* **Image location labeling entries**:
-- start --

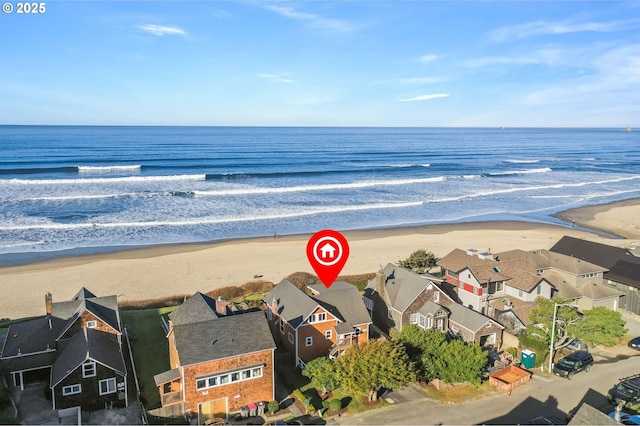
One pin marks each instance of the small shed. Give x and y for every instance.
(509, 377)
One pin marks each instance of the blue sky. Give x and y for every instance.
(323, 63)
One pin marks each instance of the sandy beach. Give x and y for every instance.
(183, 269)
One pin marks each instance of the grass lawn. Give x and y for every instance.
(150, 349)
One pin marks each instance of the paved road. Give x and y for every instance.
(542, 396)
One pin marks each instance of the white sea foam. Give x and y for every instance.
(516, 161)
(87, 181)
(108, 169)
(324, 187)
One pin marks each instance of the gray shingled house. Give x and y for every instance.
(76, 347)
(398, 296)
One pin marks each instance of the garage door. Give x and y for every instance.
(211, 412)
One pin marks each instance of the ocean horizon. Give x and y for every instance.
(84, 189)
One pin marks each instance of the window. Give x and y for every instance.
(71, 389)
(203, 383)
(107, 386)
(88, 369)
(318, 317)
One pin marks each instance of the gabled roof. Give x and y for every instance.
(402, 286)
(293, 305)
(599, 254)
(197, 308)
(343, 301)
(105, 308)
(31, 336)
(223, 337)
(83, 294)
(625, 272)
(88, 344)
(483, 269)
(468, 318)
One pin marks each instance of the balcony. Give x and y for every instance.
(171, 398)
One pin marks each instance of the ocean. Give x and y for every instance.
(82, 189)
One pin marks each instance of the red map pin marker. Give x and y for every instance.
(327, 252)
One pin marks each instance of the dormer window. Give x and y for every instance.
(88, 369)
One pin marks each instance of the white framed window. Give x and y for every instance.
(107, 386)
(88, 369)
(203, 383)
(71, 389)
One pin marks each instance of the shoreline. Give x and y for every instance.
(170, 269)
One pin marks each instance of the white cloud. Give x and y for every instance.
(315, 20)
(428, 58)
(419, 80)
(278, 78)
(559, 27)
(426, 97)
(160, 30)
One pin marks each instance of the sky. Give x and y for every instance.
(322, 63)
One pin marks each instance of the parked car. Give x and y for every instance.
(634, 343)
(626, 419)
(626, 392)
(573, 363)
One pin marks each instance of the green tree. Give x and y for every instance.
(460, 362)
(599, 325)
(323, 373)
(423, 347)
(542, 318)
(367, 367)
(419, 260)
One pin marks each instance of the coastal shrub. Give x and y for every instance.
(273, 406)
(229, 292)
(335, 404)
(259, 286)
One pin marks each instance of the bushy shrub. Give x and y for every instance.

-- end --

Copy each line in full and exactly, omitting any picture.

One pin marks each instance of the small shed. Give x and y for every instance.
(509, 377)
One pin marks each instance of the blue sky. Give x and y for every instance.
(323, 63)
One pin marks each instance of the sandy beach. Give x and y for every instance.
(183, 269)
One pin marks each instance of the grass lawn. Give x and y for every instance.
(150, 349)
One pin marks each instance of the paved road. Give x and y for every instance.
(542, 396)
One pin marks each instance of the white sea foam. Give x and y for every instance.
(516, 161)
(87, 181)
(108, 169)
(324, 187)
One pin marks each instance of the gray shingled house. Give x and y for every instance.
(76, 347)
(398, 296)
One pin marks each instance of the garage door. Give x and y for every instance.
(211, 412)
One pin marks each instance of the ocean horizon. Give x and y for every instance.
(84, 189)
One pin marks each instance of the window. Give x and y for every instance.
(71, 389)
(203, 383)
(107, 386)
(88, 369)
(318, 317)
One pin marks each instance of the gabled roof. Give x and y for every instance.
(402, 286)
(293, 305)
(599, 254)
(197, 308)
(343, 301)
(105, 308)
(31, 336)
(223, 337)
(83, 294)
(625, 272)
(88, 344)
(483, 269)
(468, 318)
One pin marks each instance of the balcony. Give x and y for every instance.
(171, 398)
One pin marks each instance of the ocean. Give x and y for every instance.
(82, 189)
One pin marks each instance of the red map pin marker. Give x and y for every instance.
(327, 252)
One pin marks each instance of the dormer window. Give x and y for every instance.
(88, 369)
One pin marks each instance of the white framed window. Give x and y for every instance.
(107, 386)
(88, 369)
(203, 383)
(71, 389)
One pin marks each instance of the shoreline. Give x and y for every instance.
(170, 269)
One pin marks each instance of the white cloud. Give x and y for every instance.
(315, 20)
(428, 58)
(419, 80)
(278, 78)
(559, 27)
(426, 97)
(160, 30)
One pin marks each instance of the sky. Give x and y for every instance.
(322, 63)
One pin marks each instance of the parked car. Give x and y for every instance.
(634, 343)
(626, 419)
(626, 392)
(573, 363)
One pin marks each instance of the green tree. Give x and y for every instance.
(460, 362)
(599, 325)
(323, 373)
(423, 347)
(542, 318)
(367, 367)
(419, 260)
One pin marks each instance of the coastal shrub. Give x and y for every instance.
(273, 406)
(229, 292)
(335, 404)
(259, 286)
One pin marks each instance of the bushy shrub. Give x and y for every instance.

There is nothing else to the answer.